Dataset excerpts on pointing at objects
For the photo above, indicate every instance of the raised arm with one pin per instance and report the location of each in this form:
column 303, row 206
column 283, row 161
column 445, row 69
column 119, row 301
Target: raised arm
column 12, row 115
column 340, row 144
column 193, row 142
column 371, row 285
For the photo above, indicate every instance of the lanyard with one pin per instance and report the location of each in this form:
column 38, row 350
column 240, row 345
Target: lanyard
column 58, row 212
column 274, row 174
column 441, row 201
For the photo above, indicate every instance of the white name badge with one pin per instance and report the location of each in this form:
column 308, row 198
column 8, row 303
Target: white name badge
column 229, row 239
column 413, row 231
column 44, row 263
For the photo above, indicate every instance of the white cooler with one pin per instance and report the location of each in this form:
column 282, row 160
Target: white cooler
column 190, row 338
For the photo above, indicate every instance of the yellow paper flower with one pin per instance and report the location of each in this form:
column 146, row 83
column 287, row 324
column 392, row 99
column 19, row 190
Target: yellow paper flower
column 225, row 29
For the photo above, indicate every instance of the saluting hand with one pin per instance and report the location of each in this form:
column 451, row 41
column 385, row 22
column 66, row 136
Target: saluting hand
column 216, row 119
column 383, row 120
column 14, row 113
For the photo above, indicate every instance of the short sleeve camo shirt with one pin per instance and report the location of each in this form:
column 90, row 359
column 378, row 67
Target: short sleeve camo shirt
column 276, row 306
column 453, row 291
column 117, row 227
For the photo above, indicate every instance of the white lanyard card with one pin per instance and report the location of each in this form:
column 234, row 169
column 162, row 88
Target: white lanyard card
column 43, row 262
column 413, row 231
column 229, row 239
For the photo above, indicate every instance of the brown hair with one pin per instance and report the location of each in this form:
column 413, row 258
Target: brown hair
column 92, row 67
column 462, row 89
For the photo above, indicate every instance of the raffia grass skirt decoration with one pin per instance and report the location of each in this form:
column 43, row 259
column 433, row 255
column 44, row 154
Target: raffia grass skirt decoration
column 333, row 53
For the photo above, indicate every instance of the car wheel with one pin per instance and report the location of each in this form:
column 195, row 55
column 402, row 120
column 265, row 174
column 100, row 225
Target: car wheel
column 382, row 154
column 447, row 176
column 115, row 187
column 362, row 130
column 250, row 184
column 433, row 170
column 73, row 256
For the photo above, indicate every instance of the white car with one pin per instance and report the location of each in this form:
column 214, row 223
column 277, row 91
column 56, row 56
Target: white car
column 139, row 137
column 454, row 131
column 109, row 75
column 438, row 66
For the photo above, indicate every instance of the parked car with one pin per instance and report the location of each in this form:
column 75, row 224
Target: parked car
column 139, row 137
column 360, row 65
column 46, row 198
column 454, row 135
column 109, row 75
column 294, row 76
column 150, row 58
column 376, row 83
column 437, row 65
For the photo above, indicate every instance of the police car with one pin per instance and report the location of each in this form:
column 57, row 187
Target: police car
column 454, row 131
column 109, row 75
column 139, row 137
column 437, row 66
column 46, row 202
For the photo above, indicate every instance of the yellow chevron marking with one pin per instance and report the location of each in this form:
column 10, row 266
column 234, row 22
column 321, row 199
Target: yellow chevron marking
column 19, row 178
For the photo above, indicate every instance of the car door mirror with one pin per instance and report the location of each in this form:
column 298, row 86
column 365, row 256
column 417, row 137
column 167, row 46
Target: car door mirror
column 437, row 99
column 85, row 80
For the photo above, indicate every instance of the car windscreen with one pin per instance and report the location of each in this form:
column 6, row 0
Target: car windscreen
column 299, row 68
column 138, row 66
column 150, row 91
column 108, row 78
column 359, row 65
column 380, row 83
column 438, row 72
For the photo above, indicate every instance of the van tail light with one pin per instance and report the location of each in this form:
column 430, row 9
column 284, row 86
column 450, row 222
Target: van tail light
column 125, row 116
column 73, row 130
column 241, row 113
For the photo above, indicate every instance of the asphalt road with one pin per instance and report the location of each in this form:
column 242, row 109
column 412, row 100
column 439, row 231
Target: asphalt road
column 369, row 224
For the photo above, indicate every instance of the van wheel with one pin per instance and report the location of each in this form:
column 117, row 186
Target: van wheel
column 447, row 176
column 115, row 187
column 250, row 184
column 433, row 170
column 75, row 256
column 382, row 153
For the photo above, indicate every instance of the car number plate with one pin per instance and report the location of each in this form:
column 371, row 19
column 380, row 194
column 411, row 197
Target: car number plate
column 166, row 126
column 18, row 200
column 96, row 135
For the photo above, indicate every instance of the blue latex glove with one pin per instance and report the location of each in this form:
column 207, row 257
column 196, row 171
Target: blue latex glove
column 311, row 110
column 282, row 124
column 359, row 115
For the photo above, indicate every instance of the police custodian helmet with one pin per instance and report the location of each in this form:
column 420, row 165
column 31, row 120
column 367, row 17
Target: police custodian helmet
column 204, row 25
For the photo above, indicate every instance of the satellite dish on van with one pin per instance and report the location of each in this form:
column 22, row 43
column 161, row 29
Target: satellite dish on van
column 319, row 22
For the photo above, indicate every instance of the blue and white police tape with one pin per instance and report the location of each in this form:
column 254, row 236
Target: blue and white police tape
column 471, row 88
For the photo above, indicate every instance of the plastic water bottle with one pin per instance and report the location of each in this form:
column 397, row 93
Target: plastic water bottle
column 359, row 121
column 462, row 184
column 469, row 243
...
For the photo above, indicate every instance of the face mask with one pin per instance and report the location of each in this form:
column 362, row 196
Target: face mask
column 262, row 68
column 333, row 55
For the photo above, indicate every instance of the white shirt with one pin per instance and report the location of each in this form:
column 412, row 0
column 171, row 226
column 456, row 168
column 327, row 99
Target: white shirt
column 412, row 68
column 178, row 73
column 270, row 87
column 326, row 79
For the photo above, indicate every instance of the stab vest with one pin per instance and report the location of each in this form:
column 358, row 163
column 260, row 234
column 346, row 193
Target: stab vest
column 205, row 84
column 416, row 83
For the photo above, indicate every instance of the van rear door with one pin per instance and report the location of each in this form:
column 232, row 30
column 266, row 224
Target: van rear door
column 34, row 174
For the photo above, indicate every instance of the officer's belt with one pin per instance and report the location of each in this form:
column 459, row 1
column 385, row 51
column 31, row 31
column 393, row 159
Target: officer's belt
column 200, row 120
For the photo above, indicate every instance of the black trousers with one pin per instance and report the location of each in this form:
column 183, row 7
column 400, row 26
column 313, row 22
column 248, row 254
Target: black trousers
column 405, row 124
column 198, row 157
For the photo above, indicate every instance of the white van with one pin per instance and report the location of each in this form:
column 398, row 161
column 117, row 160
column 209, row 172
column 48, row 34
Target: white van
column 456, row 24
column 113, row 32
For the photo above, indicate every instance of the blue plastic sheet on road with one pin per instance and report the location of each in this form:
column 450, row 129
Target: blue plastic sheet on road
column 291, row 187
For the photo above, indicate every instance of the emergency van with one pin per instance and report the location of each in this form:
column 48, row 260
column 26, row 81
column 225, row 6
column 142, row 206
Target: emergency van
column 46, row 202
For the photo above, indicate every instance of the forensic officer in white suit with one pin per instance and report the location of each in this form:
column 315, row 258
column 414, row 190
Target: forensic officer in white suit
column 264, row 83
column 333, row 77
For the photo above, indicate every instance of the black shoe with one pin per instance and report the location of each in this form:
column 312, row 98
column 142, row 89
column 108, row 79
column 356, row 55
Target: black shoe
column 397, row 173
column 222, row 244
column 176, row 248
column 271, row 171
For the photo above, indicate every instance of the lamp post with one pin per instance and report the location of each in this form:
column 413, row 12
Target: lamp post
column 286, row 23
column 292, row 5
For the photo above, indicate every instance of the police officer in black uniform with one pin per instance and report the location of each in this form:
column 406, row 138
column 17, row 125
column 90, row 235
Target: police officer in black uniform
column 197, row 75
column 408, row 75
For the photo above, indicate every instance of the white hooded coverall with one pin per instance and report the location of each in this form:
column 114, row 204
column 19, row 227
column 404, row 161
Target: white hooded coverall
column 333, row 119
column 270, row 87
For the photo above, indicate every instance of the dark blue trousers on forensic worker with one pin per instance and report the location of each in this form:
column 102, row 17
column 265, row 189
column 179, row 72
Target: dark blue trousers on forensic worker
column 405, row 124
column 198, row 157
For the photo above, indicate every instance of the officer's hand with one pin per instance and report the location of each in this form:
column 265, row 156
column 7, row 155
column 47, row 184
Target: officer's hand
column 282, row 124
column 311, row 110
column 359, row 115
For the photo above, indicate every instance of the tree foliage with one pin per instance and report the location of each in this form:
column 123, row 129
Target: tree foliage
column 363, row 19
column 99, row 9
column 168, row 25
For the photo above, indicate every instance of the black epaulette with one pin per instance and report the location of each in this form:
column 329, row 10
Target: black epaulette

- Instructions to follow -
Please copy, line for line and unchanged, the part of the entries that opens with the line containing "For the photo above, indicate every instance of the raised" and closes with the line containing "column 441, row 201", including both of those lines.

- Task answer -
For the photo above, indicate every instance of the raised arm with one pin per instance and report the location of each in this form:
column 303, row 206
column 283, row 161
column 445, row 69
column 119, row 301
Target: raised arm
column 12, row 115
column 340, row 144
column 193, row 142
column 371, row 285
For the photo above, indicate every instance of the lanyard with one pin per instance and report the location of each in this form:
column 38, row 350
column 240, row 345
Target: lanyard
column 58, row 212
column 274, row 174
column 441, row 201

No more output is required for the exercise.